### YOUR INSTRUCTIONS
Lay out the data below as a two-column CSV with the headers text and answer. Each row should pair one passage of text with the coordinates listed under it. Put each value in a single quoted field, turn any line breaks into spaces, and leave the pictures out.
****************************************
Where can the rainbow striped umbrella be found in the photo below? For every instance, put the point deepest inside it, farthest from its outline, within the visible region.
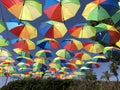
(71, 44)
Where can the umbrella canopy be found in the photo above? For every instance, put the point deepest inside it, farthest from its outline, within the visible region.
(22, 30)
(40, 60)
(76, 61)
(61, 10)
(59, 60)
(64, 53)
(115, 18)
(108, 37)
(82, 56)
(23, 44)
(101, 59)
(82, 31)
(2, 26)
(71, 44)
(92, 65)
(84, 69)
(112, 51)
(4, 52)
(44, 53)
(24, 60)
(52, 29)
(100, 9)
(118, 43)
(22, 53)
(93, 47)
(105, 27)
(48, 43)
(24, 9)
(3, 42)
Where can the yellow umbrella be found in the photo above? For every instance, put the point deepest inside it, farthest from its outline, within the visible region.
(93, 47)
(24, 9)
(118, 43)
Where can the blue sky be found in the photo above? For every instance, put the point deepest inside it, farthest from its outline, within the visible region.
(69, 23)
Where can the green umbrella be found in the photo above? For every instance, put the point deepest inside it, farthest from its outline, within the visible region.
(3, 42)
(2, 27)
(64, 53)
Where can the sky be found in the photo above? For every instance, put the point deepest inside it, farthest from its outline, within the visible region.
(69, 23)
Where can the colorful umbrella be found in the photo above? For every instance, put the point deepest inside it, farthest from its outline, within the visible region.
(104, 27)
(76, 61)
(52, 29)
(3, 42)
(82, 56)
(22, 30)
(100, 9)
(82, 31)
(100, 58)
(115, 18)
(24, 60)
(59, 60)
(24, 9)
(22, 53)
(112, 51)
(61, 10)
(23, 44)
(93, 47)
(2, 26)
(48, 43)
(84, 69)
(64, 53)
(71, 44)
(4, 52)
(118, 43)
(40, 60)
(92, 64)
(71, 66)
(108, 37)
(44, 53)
****************************************
### OUTPUT FOR THIS EXERCISE
text,answer
"Where can the rainbow striped umbrella be found in the photo below? For every instance, put the point deepest inside it, farthest from its outline, within the visible region.","(71, 44)"
"Where can the umbrella canopy be found in the photo above? For every instance, put the point deepest inside it, farthest from its outline, within the visible region.","(22, 30) (40, 60) (76, 61) (61, 10) (59, 60) (64, 53) (115, 18) (108, 37) (82, 56) (23, 44) (101, 59) (82, 31) (2, 26) (71, 44) (92, 65) (84, 69) (112, 51) (4, 52) (44, 53) (24, 60) (52, 29) (100, 9) (118, 43) (22, 53) (93, 47) (105, 27) (48, 43) (24, 9) (3, 42)"
"Where can the yellow umbrella be found in the photo above? For every instance, put the point deepest inside it, farthest from its outline, within the visible region.","(93, 47) (24, 9) (118, 43)"
"Where can the blue sky be found in the photo above? For every instance, put the point deepest inside it, farthest from its outline, within the visible region.","(69, 23)"
"Where can the green umbrella be found in the photo above? For every instance, put the point deepest inside it, farthest from its outline, within the visible region.","(3, 42) (2, 27) (64, 53)"
"Where can the sky be found in the photo above? For every instance, put the point deepest inside it, farthest from its outline, within the visible region.","(69, 23)"
"Where can the colorful umbrella be found in the photo above? For every instance, put the point deepest inside it, farthest from its outline, within the visible region.","(104, 27) (76, 61) (52, 29) (3, 42) (82, 56) (22, 30) (100, 9) (82, 31) (100, 58) (115, 18) (24, 60) (59, 60) (24, 9) (22, 53) (112, 51) (61, 10) (23, 44) (93, 47) (2, 26) (48, 43) (84, 69) (64, 53) (71, 44) (4, 52) (118, 43) (40, 60) (92, 64) (71, 66) (108, 37) (44, 53)"